» **What to do**
Reproduce the line that contains "Return a point for each instance of the building facade" and every line after it through the end of the records, exactly, with nothing added.

» **Rows from a dataset**
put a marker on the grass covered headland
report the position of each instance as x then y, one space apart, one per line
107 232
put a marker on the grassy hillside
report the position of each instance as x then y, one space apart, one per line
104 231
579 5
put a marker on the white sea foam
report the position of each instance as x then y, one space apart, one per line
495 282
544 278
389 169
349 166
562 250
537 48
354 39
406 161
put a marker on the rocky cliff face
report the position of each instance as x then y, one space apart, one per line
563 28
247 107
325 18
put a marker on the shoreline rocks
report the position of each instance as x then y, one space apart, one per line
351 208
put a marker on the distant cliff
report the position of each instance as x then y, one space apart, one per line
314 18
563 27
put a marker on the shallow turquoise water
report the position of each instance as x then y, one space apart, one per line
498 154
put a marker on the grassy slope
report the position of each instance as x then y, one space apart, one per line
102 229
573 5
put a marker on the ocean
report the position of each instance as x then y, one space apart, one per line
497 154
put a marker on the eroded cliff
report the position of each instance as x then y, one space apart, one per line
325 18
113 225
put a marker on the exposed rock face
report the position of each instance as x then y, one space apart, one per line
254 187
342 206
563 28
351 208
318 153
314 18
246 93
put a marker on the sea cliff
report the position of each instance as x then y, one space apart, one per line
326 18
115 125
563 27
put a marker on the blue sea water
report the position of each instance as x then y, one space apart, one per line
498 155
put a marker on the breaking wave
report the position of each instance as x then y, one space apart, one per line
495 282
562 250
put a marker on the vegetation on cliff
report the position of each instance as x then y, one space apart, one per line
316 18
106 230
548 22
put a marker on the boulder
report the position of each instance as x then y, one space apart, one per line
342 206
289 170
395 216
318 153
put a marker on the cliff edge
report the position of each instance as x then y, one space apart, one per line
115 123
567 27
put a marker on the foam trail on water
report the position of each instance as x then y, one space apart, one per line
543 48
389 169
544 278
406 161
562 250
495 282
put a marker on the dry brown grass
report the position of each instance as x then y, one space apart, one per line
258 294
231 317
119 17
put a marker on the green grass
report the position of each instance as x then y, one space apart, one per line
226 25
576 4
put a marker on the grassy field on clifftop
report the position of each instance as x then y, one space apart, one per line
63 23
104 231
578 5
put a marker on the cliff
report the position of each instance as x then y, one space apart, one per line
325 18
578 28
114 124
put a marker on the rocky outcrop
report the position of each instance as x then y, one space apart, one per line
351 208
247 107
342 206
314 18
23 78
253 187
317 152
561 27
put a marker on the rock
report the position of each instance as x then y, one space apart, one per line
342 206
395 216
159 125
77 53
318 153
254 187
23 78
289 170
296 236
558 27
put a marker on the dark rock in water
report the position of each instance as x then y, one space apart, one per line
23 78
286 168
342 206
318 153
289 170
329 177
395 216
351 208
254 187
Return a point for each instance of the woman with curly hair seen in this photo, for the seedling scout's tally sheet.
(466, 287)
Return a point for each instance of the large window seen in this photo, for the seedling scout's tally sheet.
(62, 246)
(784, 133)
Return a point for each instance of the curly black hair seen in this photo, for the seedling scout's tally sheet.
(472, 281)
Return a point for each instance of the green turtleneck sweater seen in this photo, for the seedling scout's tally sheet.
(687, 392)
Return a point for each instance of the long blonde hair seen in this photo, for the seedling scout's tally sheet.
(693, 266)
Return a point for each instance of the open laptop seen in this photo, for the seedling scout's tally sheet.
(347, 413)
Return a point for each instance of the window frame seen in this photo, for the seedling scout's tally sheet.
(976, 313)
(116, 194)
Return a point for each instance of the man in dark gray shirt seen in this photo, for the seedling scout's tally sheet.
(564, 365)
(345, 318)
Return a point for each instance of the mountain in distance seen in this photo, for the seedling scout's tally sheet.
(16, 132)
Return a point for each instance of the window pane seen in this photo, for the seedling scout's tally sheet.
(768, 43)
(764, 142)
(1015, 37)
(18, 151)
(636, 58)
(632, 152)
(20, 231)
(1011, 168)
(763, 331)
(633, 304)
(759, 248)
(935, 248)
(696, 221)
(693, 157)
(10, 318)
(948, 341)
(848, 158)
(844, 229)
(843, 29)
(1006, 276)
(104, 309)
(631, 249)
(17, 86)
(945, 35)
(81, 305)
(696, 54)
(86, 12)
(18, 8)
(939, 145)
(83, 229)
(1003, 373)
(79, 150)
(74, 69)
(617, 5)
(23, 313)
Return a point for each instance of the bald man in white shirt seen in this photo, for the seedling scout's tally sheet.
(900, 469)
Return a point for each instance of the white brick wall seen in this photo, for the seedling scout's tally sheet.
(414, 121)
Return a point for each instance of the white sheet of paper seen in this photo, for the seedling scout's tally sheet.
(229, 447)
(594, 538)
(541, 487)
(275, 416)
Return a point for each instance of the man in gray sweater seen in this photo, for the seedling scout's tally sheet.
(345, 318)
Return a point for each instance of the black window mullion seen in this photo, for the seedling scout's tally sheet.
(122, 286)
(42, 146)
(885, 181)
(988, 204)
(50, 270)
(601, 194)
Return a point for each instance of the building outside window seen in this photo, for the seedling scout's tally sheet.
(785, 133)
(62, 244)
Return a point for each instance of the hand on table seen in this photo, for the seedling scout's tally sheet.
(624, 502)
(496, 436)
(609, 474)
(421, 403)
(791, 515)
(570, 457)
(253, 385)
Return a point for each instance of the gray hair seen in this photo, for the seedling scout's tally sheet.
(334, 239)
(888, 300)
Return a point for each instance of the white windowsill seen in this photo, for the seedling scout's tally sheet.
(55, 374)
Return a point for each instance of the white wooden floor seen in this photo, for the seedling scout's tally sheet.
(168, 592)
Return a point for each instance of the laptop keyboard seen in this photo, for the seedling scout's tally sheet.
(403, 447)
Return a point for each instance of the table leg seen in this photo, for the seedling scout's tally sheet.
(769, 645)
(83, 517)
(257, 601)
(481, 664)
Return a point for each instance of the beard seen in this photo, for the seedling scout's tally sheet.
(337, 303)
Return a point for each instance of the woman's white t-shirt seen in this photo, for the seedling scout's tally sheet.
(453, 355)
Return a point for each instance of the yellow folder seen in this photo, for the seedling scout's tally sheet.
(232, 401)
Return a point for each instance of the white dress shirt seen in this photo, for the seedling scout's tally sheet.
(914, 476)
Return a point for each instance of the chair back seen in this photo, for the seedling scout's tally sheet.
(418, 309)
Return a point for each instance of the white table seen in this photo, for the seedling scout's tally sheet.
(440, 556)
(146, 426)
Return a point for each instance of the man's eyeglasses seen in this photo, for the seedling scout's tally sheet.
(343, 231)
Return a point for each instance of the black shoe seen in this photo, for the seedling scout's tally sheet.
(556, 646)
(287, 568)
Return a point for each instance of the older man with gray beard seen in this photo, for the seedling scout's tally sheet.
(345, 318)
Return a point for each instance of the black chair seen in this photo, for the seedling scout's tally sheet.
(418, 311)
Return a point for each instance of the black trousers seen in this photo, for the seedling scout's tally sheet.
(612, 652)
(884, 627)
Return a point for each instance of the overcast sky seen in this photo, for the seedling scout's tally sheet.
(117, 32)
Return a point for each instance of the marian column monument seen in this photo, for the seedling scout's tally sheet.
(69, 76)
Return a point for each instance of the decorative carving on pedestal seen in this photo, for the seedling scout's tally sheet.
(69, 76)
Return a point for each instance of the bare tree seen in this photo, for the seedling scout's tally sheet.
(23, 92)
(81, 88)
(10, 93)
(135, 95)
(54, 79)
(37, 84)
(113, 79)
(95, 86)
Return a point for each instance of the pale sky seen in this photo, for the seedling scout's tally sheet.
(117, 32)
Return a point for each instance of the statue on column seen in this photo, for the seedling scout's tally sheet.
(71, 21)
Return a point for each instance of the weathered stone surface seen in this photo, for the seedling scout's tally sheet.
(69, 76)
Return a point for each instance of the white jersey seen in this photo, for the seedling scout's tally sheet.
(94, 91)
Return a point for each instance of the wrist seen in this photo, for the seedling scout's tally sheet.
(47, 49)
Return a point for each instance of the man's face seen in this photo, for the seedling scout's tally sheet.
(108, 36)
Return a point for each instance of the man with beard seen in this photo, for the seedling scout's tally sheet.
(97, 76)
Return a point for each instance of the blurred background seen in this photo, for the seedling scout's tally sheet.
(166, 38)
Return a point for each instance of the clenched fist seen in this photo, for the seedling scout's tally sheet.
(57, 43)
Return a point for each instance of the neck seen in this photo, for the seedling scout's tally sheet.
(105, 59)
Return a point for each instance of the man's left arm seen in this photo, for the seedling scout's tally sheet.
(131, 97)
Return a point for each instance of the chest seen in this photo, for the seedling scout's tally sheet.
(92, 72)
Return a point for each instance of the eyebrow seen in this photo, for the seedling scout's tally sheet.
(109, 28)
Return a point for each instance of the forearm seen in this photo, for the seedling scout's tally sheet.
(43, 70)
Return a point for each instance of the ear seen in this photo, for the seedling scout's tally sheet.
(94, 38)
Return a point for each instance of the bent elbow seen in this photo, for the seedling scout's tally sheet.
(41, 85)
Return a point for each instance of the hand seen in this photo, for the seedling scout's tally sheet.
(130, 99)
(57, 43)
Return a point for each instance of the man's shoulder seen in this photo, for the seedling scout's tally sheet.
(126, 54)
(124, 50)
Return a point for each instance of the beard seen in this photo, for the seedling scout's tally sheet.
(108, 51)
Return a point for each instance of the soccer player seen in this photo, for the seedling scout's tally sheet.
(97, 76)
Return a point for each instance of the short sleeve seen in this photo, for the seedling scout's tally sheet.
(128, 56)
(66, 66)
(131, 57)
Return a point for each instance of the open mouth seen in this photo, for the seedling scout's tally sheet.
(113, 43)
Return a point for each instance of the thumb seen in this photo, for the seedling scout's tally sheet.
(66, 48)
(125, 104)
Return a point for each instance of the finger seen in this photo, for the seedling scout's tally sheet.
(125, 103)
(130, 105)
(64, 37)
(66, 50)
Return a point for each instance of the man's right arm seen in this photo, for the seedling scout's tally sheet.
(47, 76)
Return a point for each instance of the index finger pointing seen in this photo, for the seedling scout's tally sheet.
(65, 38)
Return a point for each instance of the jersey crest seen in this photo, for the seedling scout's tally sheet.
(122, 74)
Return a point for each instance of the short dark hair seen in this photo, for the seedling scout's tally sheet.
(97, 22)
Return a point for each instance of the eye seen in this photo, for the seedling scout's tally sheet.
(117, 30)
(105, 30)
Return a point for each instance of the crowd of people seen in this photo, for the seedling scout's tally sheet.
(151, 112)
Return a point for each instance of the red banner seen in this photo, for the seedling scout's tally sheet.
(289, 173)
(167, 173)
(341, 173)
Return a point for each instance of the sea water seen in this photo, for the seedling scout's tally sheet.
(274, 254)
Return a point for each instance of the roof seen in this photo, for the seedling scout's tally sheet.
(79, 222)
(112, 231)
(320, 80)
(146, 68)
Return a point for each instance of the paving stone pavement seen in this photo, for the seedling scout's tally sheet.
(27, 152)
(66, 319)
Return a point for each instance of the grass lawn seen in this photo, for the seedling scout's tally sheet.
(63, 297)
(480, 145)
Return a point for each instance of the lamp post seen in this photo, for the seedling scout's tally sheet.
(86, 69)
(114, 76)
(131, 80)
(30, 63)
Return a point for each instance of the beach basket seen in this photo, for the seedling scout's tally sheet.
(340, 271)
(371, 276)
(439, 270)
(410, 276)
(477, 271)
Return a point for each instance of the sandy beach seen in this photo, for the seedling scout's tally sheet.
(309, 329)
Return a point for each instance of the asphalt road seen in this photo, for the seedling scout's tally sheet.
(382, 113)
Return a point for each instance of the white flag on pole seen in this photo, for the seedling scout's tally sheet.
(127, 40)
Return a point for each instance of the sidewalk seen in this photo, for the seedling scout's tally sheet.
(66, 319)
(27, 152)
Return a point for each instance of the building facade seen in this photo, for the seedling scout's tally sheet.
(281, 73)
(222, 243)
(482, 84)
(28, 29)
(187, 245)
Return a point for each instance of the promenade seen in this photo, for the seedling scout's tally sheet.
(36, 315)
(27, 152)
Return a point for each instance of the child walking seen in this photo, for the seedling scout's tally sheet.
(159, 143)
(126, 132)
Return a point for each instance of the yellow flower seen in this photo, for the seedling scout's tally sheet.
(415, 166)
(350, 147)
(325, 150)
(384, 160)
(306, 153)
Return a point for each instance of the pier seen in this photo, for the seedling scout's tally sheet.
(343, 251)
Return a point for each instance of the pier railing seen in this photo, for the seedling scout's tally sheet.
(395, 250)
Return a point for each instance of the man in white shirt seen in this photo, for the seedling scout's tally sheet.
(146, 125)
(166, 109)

» **Expected answer**
Return a point for each instance of the building facade seen in this photo, for the seedling scout's tally sheet.
(281, 73)
(222, 243)
(482, 84)
(28, 29)
(187, 245)
Return a point for each instance of the promenade seen in this photo, for the seedling scout's tally sheet.
(36, 315)
(27, 152)
Return a point for each instance of the child walking seen in this photo, for the seedling scout's tally sheet.
(159, 143)
(126, 132)
Return a point for each instance of the yellow flower seen in this photo, for the seedling scout's tally sheet.
(415, 166)
(350, 147)
(325, 150)
(384, 160)
(306, 153)
Return a point for each instance of the pier seen in this photo, for the seedling scout's tally sheet.
(343, 251)
Return a point for each instance of the pier railing seen in this photo, for the seedling scout's tally sheet.
(395, 250)
Return a point for each instance of the man in white shirt seen in this photo, for the seedling scout's tally sheet.
(146, 125)
(166, 109)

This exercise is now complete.